Report every line of the data below that contains the string "terracotta", matching case exactly.

################

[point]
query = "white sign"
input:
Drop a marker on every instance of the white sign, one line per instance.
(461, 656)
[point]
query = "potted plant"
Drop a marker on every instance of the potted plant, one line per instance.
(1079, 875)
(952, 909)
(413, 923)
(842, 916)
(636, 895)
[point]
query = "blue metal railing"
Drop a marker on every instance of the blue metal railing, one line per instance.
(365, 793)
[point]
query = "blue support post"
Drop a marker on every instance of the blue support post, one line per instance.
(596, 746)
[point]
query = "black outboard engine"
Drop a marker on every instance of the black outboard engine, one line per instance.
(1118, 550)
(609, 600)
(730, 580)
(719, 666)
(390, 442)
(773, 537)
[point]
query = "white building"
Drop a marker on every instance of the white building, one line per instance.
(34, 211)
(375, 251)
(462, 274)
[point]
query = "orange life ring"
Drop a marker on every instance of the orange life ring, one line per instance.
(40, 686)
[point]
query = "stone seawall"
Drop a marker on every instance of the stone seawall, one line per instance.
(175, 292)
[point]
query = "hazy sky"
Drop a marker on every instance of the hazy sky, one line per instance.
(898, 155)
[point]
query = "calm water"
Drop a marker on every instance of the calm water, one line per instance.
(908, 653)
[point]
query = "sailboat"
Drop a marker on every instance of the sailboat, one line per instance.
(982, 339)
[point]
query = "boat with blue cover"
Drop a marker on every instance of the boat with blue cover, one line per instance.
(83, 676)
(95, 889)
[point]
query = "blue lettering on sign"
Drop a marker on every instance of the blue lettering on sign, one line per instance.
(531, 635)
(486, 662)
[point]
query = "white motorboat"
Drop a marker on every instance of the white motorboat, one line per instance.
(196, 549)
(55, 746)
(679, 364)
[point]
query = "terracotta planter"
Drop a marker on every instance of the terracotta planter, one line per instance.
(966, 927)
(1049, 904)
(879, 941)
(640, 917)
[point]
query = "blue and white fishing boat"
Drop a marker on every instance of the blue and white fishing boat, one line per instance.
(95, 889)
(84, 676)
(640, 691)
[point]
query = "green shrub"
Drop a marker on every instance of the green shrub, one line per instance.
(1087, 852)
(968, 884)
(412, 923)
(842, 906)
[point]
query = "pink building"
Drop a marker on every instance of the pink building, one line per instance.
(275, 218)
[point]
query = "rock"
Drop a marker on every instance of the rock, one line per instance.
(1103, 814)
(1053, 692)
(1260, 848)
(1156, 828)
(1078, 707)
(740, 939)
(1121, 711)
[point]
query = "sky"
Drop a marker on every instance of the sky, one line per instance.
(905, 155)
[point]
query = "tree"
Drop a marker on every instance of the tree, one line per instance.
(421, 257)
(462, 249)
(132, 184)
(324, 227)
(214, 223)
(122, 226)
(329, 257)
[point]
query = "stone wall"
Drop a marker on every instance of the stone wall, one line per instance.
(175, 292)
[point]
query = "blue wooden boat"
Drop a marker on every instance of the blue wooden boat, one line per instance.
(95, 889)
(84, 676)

################

> [Exercise solution]:
query = "terracotta planter"
Drop a marker on every instance of the terracotta planter, one line per instance.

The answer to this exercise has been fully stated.